*INSTRUCTIONS TO FOLLOW:*
Reproduce all the entries beneath this sentence exactly.

*THE INPUT:*
=== Begin Enclosure ===

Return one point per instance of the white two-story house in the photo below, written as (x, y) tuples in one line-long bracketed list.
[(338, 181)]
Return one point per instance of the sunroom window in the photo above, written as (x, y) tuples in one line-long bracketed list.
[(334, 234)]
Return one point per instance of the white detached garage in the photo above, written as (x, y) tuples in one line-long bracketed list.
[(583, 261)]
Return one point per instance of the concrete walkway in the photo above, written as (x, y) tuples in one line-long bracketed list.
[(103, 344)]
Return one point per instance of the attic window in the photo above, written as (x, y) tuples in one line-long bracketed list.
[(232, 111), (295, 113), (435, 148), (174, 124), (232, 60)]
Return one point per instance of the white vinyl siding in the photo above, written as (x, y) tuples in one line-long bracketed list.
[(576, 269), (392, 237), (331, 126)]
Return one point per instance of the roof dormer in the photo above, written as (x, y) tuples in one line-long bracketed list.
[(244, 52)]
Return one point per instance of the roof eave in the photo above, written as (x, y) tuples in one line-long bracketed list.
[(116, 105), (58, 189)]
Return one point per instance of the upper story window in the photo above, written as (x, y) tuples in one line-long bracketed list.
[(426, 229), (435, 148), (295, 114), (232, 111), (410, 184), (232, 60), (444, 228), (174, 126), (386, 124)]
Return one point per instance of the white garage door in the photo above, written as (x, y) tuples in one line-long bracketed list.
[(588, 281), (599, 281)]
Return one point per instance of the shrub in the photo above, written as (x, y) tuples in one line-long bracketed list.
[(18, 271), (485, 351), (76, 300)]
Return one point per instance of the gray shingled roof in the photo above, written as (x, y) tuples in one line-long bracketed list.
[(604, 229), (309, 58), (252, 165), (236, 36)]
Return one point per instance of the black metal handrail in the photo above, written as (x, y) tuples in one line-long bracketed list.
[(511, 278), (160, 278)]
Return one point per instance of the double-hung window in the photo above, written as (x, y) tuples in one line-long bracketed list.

=== End Enclosure ===

*ANSWER TO THE PROBLEM:*
Return one point per instance of the white two-story house in the photo below, written as (x, y) tuples in one line-long bracketed list.
[(338, 181)]
Return one point per instance of the sunroom window in the photo above, written as (x, y) tuples in one line-long bracketed list.
[(334, 234)]
Return one point per instance of the white detached garage in the photo above, written as (x, y) tuples in one line-long bracketed list.
[(583, 261)]
Return one point per instance of the concrete walkway in the photo above, written as (x, y) tuples in one line-long bracketed list.
[(103, 344)]
Return one point per instance of the attic window in the photo above, written as (x, y) tuples in one line-long bracketed list.
[(232, 111), (295, 113), (435, 148), (174, 124), (232, 60)]
Return one point per instance of the white vinyl siding in the photo above, written as (x, y) tuples in one line-long bracketed list.
[(576, 269), (392, 237), (331, 126)]
Return one point per instance of the roof dormer in the photo above, written as (x, y) tuples in one line-long bracketed list.
[(244, 52)]
Return one point per instance of the roof eave in the photo above, written as (x, y) tuples in one line-long bracketed list.
[(116, 105), (58, 189)]
Return one point per instance of the upper story window in the photo above, written as (x, y) tuples in one line-long bracketed list.
[(426, 229), (435, 148), (295, 114), (232, 111), (410, 184), (232, 60), (444, 228), (174, 126), (386, 124)]
Return one point per instance of the white garage door in the photo above, written as (x, y) tuples in one line-long bracketed list.
[(588, 281), (599, 281)]
Return one point per instance of the shrub in the photo above, written as (x, y) tuples in one line-long bracketed list.
[(18, 271), (485, 351), (76, 300)]
Return one point per instance of the gray shingled roof in the photo above, written as (x, y) tuples in one line-long bracketed list.
[(604, 229), (309, 58), (252, 165), (236, 36)]
Return one point per instance of the black metal handrail in the photo above, written as (x, y) tuples in one line-long bracketed list.
[(511, 278), (160, 278)]
Return one point per instance of the double-hung window in the photo above, written as (x, y) tuples in one line-long bracketed list.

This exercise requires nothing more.